Reproduce the lines below from the one that contains "Kindly outline every instance of the metal" through the end, inclusive, and add nothing.

+-------+

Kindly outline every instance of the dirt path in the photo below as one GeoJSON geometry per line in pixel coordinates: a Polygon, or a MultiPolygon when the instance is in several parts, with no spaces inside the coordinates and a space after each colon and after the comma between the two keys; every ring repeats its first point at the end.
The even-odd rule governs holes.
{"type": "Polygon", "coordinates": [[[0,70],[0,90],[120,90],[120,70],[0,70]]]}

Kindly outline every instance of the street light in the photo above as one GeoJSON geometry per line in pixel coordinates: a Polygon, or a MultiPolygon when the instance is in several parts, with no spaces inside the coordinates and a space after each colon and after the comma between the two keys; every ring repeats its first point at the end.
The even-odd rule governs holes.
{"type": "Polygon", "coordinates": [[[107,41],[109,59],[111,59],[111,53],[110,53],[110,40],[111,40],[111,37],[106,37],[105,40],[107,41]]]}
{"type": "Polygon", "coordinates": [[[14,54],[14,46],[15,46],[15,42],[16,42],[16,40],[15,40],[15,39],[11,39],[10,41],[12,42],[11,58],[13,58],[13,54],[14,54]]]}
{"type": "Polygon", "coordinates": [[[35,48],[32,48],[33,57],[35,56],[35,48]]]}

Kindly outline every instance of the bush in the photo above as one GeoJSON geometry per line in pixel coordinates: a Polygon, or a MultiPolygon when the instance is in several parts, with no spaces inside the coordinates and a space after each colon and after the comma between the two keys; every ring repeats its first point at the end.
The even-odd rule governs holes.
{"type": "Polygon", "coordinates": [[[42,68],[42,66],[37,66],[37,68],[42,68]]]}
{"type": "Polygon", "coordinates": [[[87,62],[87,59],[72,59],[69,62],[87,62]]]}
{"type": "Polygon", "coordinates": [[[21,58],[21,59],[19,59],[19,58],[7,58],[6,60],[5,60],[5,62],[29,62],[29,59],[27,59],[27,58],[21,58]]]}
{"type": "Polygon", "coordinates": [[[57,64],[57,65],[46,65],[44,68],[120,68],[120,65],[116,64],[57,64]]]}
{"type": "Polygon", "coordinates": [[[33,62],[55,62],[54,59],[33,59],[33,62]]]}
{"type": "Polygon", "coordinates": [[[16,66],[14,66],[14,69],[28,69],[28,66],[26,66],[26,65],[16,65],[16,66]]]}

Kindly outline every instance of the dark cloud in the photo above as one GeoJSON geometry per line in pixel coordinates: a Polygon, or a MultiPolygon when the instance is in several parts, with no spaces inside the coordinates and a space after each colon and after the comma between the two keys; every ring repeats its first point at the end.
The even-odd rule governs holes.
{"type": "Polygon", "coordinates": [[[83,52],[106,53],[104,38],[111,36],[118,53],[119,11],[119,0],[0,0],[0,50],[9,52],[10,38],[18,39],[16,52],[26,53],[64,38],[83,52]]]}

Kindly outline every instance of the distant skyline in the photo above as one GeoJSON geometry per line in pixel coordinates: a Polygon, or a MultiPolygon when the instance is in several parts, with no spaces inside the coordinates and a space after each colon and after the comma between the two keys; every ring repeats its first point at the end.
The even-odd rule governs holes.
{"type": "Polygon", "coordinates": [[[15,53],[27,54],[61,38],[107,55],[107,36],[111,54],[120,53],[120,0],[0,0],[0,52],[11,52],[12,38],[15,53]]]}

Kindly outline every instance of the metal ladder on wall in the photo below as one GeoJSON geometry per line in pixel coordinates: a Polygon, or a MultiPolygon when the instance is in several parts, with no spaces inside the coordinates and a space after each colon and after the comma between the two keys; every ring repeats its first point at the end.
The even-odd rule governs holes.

+-------+

**ANSWER BELOW:**
Kindly outline every instance of the metal ladder on wall in the photo below as one GeoJSON geometry per line in pixel coordinates: a Polygon, or a MultiPolygon when the instance is in several parts, with no spaces inside the coordinates and a space after each colon and after the comma between the two keys; every ring repeats its first point at the end.
The even-odd rule governs holes.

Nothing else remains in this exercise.